### LISTED ENTRIES
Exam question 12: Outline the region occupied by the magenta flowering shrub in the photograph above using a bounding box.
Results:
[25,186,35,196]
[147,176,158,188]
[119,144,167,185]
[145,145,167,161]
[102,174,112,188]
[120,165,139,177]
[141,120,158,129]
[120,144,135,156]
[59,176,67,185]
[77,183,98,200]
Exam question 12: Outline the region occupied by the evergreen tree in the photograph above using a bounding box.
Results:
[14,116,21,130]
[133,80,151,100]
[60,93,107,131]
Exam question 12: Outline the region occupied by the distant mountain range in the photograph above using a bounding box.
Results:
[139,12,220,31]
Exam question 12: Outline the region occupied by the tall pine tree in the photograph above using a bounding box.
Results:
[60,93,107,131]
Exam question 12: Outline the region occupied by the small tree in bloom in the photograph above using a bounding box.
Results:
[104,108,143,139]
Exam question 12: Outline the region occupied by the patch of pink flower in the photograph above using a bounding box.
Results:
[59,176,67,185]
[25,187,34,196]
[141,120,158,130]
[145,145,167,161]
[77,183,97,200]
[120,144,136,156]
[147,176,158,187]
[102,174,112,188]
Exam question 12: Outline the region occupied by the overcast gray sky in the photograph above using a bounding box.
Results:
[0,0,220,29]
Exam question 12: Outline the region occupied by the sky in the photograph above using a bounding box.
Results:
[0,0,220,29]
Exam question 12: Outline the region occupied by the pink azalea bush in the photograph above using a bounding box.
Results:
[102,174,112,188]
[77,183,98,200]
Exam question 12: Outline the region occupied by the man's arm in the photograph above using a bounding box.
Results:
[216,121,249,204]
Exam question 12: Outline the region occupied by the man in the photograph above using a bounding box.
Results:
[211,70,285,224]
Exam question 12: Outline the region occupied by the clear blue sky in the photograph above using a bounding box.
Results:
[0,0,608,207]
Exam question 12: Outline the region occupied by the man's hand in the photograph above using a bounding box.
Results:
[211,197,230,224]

### TASK TO CARRY OUT
Turn every line of the data above into a numbered list, leaving out any blank lines.

### SOLUTION TO THE PROBLEM
1. Exam question 12: Outline the region occupied by the magenta flowering shrub in the photograph above using a bounding box.
2. Results:
3. [25,186,35,196]
4. [147,176,158,188]
5. [119,144,167,185]
6. [145,145,167,161]
7. [102,174,112,188]
8. [120,165,139,177]
9. [141,120,158,129]
10. [120,144,135,156]
11. [59,176,67,185]
12. [77,183,98,200]
13. Exam question 12: Outline the region occupied by the evergreen tree in the photograph above using a bounding box.
14. Results:
15. [14,116,21,130]
16. [133,80,151,100]
17. [60,93,107,131]
18. Exam question 12: Outline the region occupied by the distant mountain range in the photograph above using a bounding box.
19. Results:
20. [139,12,220,31]
21. Exam question 12: Outline the region occupied by the tall pine tree in the photograph above using a bounding box.
22. Results:
23. [60,93,107,131]
24. Exam question 12: Outline the region occupied by the small tree in bloom in the photograph above using a bounding box.
25. Results:
26. [104,108,143,139]
27. Exam question 12: Outline the region occupied by the patch of pink flower in the photograph above using a bounding box.
28. Results:
29. [59,176,67,185]
30. [25,187,34,196]
31. [141,120,158,130]
32. [145,145,167,161]
33. [77,183,97,200]
34. [120,144,136,156]
35. [147,176,158,187]
36. [102,174,112,188]
37. Exam question 12: Outline the region occupied by the overcast gray sky in the photograph above using a bounding box.
38. Results:
39. [0,0,220,29]
40. Exam question 12: Outline the region occupied by the sky in the photograph above using a bounding box.
41. Results:
42. [0,0,220,29]
43. Exam question 12: Outline the region occupied by the pink azalea bush in the photograph above using a bounding box.
44. Results:
45. [102,174,112,188]
46. [77,183,98,200]
47. Exam question 12: Outline the region occupied by the man's arm in the photograph above using a bounding box.
48. Results:
49. [216,121,249,204]
50. Exam question 12: Outline the region occupied by the man in the photograph above using a bounding box.
51. Results:
52. [211,70,285,224]
53. Exam question 12: Outline the region occupied by the clear blue sky in the photograph above using a bounding box.
54. Results:
55. [0,0,608,207]
56. Exam question 12: Outline the region occupied by the man's hand in the photograph above using a bounding box.
57. Results:
58. [211,197,230,224]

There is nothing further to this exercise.